#### Data for analysis ####

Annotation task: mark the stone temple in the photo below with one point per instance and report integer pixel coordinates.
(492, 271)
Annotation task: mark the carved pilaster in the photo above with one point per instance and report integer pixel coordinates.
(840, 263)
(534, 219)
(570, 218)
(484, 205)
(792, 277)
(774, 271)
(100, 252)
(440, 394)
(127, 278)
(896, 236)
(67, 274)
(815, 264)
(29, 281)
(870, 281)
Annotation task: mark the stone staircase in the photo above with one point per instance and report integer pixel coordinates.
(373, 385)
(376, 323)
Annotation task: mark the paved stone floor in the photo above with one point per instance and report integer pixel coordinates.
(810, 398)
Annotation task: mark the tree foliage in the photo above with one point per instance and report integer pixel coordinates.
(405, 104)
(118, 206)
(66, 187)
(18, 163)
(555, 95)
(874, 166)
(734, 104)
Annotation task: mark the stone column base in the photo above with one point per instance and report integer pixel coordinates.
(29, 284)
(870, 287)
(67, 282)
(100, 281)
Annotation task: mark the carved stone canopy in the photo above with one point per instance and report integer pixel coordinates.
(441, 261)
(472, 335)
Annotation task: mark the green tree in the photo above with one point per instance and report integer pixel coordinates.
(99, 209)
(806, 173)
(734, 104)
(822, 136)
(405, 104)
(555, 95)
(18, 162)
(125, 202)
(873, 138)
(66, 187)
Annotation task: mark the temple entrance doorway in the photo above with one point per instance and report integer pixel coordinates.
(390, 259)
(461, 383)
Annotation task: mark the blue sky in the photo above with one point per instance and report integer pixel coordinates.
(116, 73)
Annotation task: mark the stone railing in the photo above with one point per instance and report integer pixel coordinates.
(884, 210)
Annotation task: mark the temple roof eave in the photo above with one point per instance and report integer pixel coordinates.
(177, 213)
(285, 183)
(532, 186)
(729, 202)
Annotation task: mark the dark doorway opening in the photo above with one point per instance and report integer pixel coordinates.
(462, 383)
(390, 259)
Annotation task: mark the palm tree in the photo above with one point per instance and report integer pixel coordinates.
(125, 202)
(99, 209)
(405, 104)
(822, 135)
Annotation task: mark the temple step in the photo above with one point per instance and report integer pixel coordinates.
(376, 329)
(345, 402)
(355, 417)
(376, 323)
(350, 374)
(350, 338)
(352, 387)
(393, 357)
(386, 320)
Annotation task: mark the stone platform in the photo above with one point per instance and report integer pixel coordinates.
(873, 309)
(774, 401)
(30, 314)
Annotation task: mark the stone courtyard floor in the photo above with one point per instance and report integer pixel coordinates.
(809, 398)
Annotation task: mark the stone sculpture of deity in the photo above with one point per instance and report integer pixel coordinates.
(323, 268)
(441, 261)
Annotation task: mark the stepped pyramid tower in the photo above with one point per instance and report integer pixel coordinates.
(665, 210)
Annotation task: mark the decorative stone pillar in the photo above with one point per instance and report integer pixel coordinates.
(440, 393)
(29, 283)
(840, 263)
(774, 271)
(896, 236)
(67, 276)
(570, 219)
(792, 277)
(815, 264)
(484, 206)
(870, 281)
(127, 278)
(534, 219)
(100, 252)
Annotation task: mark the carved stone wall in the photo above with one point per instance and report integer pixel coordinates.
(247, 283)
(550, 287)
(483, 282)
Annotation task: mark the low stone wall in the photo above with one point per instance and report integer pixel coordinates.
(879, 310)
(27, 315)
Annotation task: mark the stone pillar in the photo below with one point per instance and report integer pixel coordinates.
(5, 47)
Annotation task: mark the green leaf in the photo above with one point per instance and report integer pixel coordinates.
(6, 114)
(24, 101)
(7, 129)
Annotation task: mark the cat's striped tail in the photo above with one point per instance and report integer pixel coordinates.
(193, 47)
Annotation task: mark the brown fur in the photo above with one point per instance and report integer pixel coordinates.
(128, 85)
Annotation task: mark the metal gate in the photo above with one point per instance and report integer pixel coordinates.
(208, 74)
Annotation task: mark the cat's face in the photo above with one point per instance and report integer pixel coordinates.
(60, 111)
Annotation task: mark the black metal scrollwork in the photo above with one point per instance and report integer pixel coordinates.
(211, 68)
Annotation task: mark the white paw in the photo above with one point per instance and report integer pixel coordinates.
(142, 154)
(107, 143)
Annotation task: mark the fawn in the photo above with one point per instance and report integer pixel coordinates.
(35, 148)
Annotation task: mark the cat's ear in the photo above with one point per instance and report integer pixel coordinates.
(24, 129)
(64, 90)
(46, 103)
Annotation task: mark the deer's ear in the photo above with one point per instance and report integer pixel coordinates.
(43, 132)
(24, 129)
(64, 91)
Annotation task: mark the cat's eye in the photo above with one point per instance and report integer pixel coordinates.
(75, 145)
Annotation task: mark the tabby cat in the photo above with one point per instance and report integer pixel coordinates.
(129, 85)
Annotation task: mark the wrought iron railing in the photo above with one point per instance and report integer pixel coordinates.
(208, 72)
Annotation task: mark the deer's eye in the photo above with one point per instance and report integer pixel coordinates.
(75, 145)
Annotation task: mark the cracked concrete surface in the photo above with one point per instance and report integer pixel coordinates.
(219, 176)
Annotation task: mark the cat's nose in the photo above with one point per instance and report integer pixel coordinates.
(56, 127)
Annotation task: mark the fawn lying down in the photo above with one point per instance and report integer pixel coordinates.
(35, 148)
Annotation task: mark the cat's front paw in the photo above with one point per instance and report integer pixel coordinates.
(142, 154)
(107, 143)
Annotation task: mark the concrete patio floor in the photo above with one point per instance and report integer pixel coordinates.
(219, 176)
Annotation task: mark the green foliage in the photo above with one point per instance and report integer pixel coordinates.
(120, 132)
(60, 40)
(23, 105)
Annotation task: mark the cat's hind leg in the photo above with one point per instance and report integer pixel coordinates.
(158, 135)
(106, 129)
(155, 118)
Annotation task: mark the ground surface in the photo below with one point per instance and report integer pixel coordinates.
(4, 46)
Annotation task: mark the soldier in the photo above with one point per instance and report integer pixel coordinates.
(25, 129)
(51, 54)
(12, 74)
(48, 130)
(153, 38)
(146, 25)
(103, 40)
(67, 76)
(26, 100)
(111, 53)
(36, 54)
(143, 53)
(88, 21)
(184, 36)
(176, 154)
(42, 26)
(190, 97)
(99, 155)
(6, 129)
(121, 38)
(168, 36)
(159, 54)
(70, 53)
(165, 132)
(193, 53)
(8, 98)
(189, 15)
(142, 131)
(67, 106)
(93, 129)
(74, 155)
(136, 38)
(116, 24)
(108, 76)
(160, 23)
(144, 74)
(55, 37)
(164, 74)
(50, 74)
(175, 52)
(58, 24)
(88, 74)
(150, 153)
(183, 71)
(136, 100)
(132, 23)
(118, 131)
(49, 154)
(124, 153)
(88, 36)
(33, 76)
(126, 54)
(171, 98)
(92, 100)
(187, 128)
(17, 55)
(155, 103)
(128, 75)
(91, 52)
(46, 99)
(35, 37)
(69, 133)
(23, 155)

####

Task brief: All records shown above are to be reproduced without any alteration.

Written answer:
Annotation task: mark the stone temple in the photo below with one point per instance and report integer pixel coordinates.
(492, 271)
Annotation task: mark the carved pilaster in the photo above with one point per instance and report integer pixel coordinates.
(840, 263)
(534, 219)
(570, 218)
(484, 205)
(792, 277)
(774, 271)
(100, 252)
(440, 394)
(127, 278)
(896, 236)
(67, 274)
(815, 264)
(29, 281)
(870, 281)
Annotation task: mark the stone staircase in the photo above with one point per instance and report integer pixel coordinates.
(373, 385)
(376, 323)
Annotation task: mark the paved stone floor in the photo above with one point per instance and report integer pixel coordinates.
(810, 398)
Annotation task: mark the tree foliage in the photo above with one point per instance and report integer pixel coordinates.
(405, 104)
(118, 206)
(66, 187)
(18, 163)
(555, 95)
(874, 166)
(734, 104)
Annotation task: mark the stone column base in the photo above with one point per instance and report integer pixel coordinates.
(29, 284)
(870, 287)
(67, 282)
(100, 281)
Annotation task: mark the carved stone canopy in the photo above with one point per instance and report integer pixel coordinates.
(441, 261)
(472, 335)
Annotation task: mark the green tree in the photo above with one point per instance and report integer pixel coordinates.
(99, 209)
(806, 173)
(734, 104)
(822, 136)
(405, 104)
(555, 95)
(18, 162)
(125, 202)
(873, 138)
(66, 187)
Annotation task: mark the temple entrance doorway in the photo above with one point per instance and report integer pixel coordinates.
(390, 259)
(461, 383)
Annotation task: mark the blue sky in the photo above with one point per instance and report integer pixel coordinates.
(116, 73)
Annotation task: mark the stone railing in the photo above with one point per instance and report integer pixel coordinates.
(884, 210)
Annotation task: mark the temple roof eave in the photo above with one point per instance and report integer pixel coordinates.
(177, 213)
(285, 183)
(532, 186)
(729, 202)
Annotation task: mark the dark doorway opening in the photo above with one point per instance and report integer pixel coordinates.
(462, 383)
(390, 259)
Annotation task: mark the palm tree in the photo above with one point per instance and report integer pixel coordinates.
(125, 202)
(99, 209)
(405, 104)
(822, 135)
Annotation task: mark the temple step in the photo above with one point per instance and report integer pixel coordinates.
(376, 329)
(345, 402)
(355, 417)
(376, 323)
(350, 374)
(350, 338)
(352, 387)
(393, 357)
(386, 320)
Annotation task: mark the stone platform in the photo above with one point per instance and report integer pixel coordinates.
(873, 309)
(774, 401)
(30, 314)
Annotation task: mark the stone courtyard floor in the photo above with one point per instance and report integer pixel coordinates.
(809, 398)
Annotation task: mark the stone sculpture of deity in the photo above with one point per instance and report integer pixel coordinates.
(323, 268)
(441, 261)
Annotation task: mark the stepped pyramid tower in the photo above with one point per instance and report integer pixel coordinates.
(665, 210)
Annotation task: mark the decorative stone pillar in the photo above with one point per instance and report integer pixel coordinates.
(440, 393)
(29, 283)
(840, 263)
(774, 271)
(896, 236)
(67, 276)
(570, 219)
(792, 277)
(815, 264)
(484, 206)
(870, 281)
(127, 278)
(534, 219)
(100, 252)
Annotation task: mark the carved stone wall in the photo above with one point per instance and report integer pixel coordinates.
(247, 283)
(550, 287)
(483, 282)
Annotation task: mark the low stone wall in the photo above with one point per instance and report integer pixel coordinates.
(879, 310)
(27, 315)
Annotation task: mark the stone pillar in the photo below with one point per instance and report integer pixel coordinates.
(5, 47)
Annotation task: mark the green leaf in the photo above with one point per instance and report integer pixel coordinates.
(6, 114)
(24, 101)
(7, 129)
Annotation task: mark the cat's striped tail in the photo above with one point per instance and report integer pixel coordinates.
(193, 47)
Annotation task: mark the brown fur in the photo above with one point per instance and report integer pixel coordinates.
(128, 85)
Annotation task: mark the metal gate in the photo above with one point per instance and report integer pixel coordinates.
(208, 74)
Annotation task: mark the cat's face in the photo above with one point per instance and report integer pixel coordinates.
(60, 111)
Annotation task: mark the black metal scrollwork in the photo above with one point per instance and report integer pixel coordinates.
(211, 68)
Annotation task: mark the white paw in the photo above with one point per instance and report integer pixel coordinates.
(142, 154)
(107, 143)
Annotation task: mark the fawn in the photo above with one point per instance and report integer pixel coordinates.
(35, 148)
Annotation task: mark the cat's ear in the photo above with one point per instance and report integer pixel coordinates.
(24, 129)
(64, 90)
(46, 103)
Annotation task: mark the deer's ear in the photo above with one point per instance and report integer pixel coordinates.
(43, 132)
(24, 129)
(64, 91)
Annotation task: mark the cat's eye in the photo above with one point per instance and report integer pixel coordinates.
(75, 145)
Annotation task: mark the tabby cat in the photo above with one point per instance and report integer pixel coordinates.
(129, 85)
Annotation task: mark the wrought iron railing in the photo above with one point per instance and report integer pixel coordinates.
(208, 72)
Annotation task: mark the deer's eye in the photo above with one point per instance and report integer pixel coordinates.
(75, 145)
Annotation task: mark the cracked concrete surface in the photo above with one point per instance and report integer pixel coordinates.
(219, 176)
Annotation task: mark the cat's nose in the photo above with one point per instance and report integer pixel coordinates.
(56, 127)
Annotation task: mark the fawn lying down in the photo above with one point per instance and report integer pixel coordinates.
(35, 148)
Annotation task: mark the cat's front paw in the photo above with one point per instance and report integer pixel coordinates.
(142, 154)
(107, 143)
Annotation task: mark the concrete patio floor in the photo above with one point per instance and report integer pixel coordinates.
(219, 176)
Annotation task: mark the green foliage in the photo above with one point per instance and report integer pixel coordinates.
(120, 132)
(60, 40)
(23, 105)
Annotation task: mark the cat's hind leg in the photo above with one point per instance and report integer pixel coordinates.
(158, 135)
(106, 129)
(155, 118)
Annotation task: mark the ground surface in the photo below with one point per instance and report integer pixel coordinates.
(4, 46)
Annotation task: mark the soldier in the photo above with one point per instance and report integer pixel coordinates.
(25, 129)
(51, 54)
(12, 74)
(48, 130)
(153, 38)
(146, 25)
(103, 40)
(67, 76)
(26, 100)
(111, 53)
(36, 54)
(143, 53)
(88, 21)
(184, 36)
(176, 154)
(42, 26)
(190, 97)
(99, 155)
(6, 129)
(121, 38)
(168, 36)
(159, 54)
(70, 53)
(165, 132)
(193, 53)
(8, 98)
(189, 15)
(142, 131)
(67, 106)
(93, 129)
(74, 155)
(136, 38)
(116, 24)
(108, 76)
(160, 23)
(144, 74)
(55, 37)
(164, 74)
(50, 74)
(175, 52)
(58, 24)
(88, 74)
(150, 153)
(183, 71)
(136, 100)
(132, 23)
(118, 131)
(49, 154)
(124, 153)
(88, 36)
(33, 76)
(126, 54)
(171, 98)
(92, 100)
(187, 128)
(17, 55)
(155, 103)
(128, 75)
(91, 52)
(46, 99)
(35, 37)
(69, 133)
(23, 155)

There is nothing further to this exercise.